Extrait source:
______

Benjamin Netanyahou – cet homme détestable qui a osé un jour accuser la gauche israélienne d’avoir oublié ce que c’était qu’être Juif1 – vient de cosigner un document avec le premier ministre polonais, Mateusz Morawiecki, dans lequel il blanchit « la nation polonaise dans son ensemble » pour le génocide de plus de deux millions de Juifs pendant la Seconde Guerre mondiale. Dans le document officiel dicté par la droite ultraconservatrice polonaise, des faits historiques ont été falsifiés, suivant un argumentaire grossièrement négationniste.
Quand on connaît l’instrumentalisation systématique de la lutte contre l’antisémitisme par le premier ministre israélien et ses organes de propagande pour clore le bec de qui ose – en particulier à gauche – critiquer sa politique, on est doublement choqué par cette déclaration. Pour ne pas dire écœuré.

______

Consigne 1:
Veuillez indiquer le nombre de lignes des enregistrements ci-dessous qui contiennent le mot « fingers », sans rien ajouter.

______

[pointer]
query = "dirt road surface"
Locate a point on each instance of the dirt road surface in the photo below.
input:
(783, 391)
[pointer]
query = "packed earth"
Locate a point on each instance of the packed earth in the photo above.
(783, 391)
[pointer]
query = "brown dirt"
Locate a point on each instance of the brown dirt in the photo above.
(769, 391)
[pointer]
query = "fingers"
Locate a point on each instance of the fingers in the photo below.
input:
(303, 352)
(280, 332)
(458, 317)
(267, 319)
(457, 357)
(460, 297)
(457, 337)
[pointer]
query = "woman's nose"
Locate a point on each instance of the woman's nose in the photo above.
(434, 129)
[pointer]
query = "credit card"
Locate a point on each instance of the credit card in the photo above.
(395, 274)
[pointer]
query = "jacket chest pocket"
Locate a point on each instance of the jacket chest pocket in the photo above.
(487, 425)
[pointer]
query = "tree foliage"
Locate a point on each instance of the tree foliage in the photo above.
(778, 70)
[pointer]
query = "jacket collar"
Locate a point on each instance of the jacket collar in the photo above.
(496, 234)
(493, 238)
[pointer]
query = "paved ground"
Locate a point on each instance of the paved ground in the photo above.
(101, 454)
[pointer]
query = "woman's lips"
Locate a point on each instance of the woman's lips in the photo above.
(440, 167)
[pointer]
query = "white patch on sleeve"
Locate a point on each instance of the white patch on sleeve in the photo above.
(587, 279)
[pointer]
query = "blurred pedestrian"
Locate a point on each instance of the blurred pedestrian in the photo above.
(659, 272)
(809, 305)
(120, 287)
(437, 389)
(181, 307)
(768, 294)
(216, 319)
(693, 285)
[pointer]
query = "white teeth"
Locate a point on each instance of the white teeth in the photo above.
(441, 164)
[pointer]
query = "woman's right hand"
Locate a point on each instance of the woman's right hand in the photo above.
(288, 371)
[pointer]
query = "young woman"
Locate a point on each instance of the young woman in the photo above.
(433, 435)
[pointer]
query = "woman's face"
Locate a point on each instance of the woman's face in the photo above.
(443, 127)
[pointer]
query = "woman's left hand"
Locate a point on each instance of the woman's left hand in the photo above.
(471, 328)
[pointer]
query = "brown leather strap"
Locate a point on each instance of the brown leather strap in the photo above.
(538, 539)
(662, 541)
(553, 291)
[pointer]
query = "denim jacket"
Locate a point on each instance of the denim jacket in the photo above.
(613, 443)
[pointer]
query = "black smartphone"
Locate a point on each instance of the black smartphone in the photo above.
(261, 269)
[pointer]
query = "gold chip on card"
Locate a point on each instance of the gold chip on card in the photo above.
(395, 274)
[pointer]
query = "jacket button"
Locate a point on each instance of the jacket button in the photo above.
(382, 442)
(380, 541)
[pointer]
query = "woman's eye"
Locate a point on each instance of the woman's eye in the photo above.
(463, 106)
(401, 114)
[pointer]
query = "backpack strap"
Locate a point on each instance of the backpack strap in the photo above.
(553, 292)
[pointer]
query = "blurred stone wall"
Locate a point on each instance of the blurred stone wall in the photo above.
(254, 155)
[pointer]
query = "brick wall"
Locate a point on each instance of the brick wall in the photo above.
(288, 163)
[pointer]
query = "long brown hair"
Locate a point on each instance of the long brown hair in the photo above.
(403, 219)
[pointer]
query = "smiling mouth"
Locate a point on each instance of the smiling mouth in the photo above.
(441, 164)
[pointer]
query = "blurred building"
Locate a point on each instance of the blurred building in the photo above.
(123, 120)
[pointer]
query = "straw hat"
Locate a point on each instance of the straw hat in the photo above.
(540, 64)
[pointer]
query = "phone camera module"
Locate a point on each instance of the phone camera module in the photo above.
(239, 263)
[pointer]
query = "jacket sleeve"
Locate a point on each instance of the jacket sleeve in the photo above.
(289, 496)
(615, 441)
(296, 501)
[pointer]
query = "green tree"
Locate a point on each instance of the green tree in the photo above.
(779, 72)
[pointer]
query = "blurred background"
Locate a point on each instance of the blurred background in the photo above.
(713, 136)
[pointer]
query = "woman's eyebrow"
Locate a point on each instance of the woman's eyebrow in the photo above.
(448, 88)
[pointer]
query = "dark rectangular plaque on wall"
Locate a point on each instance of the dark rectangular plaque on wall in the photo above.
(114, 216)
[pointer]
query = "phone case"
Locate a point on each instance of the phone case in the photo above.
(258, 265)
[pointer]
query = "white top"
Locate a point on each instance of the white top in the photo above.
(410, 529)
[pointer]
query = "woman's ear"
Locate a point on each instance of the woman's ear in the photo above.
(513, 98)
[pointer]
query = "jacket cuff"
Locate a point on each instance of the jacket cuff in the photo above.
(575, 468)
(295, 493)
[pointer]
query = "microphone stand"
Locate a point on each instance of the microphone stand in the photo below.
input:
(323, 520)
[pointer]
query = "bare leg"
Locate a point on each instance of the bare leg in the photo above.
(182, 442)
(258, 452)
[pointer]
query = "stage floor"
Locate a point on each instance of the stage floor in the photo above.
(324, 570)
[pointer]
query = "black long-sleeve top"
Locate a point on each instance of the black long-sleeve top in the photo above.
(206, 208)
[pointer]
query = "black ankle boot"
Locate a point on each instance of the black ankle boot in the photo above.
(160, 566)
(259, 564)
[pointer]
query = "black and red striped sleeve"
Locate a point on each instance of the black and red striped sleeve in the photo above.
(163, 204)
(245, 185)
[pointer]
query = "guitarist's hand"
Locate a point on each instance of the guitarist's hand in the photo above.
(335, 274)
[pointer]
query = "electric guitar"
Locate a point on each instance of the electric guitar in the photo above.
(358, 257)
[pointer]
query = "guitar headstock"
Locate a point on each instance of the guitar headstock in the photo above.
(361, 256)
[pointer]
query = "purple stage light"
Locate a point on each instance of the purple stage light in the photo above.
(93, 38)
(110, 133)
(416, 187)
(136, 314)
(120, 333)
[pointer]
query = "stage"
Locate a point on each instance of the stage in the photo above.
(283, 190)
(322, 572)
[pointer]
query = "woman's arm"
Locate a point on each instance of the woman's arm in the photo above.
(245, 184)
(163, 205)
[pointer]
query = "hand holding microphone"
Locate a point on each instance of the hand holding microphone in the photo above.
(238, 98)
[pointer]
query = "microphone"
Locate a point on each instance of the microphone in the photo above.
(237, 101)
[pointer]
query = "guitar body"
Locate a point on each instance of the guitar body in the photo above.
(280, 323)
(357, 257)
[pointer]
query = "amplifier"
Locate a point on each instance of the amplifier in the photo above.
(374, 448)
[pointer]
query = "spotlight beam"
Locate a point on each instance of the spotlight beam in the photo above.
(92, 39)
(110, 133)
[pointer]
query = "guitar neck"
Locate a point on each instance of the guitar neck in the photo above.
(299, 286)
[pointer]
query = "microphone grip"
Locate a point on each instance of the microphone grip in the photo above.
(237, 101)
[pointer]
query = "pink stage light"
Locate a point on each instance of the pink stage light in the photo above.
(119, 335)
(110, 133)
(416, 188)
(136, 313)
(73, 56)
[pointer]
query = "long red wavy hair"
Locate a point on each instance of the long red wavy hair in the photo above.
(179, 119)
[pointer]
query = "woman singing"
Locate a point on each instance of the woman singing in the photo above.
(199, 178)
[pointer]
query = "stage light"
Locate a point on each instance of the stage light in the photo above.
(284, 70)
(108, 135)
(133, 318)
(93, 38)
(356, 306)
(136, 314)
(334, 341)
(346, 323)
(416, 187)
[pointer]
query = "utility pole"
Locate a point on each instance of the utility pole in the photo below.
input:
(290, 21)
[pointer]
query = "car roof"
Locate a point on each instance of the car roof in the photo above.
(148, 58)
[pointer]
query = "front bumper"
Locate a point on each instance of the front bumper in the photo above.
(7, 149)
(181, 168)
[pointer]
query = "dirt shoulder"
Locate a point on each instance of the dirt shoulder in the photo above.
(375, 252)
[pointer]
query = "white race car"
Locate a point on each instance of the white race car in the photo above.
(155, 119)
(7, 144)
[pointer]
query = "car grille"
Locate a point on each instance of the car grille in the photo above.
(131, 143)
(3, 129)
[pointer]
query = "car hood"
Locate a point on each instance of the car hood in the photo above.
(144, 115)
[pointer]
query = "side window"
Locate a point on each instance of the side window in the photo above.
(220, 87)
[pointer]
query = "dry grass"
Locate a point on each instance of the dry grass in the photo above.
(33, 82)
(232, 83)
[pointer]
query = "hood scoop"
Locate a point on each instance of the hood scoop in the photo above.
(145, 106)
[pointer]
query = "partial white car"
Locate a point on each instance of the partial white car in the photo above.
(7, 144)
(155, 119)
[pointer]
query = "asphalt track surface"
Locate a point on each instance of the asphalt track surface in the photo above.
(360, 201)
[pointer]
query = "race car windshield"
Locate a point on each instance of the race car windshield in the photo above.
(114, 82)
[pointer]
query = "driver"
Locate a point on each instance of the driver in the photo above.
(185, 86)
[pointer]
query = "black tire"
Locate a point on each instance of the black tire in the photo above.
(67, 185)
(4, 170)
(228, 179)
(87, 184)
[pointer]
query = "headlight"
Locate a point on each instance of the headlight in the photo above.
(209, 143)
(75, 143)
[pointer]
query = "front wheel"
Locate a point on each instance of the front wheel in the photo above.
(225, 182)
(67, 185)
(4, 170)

______

Consigne 2:
Répondez aux questions suivantes à partir de l'extrait source ci-dessus.
(a) Avec quel dirigeant Benjamin Netanyahou a-t-il cosigné le document ?
(b) Selon l'extrait, de combien de Juifs le génocide évoqué fait-il état ?
(c) Par qui le document officiel a-t-il été dicté ?

Réponse attendue 1:
2

Réponse attendue 2:
(a) Avec le premier ministre polonais, Mateusz Morawiecki.
(b) De plus de deux millions de Juifs.
(c) Par la droite ultraconservatrice polonaise.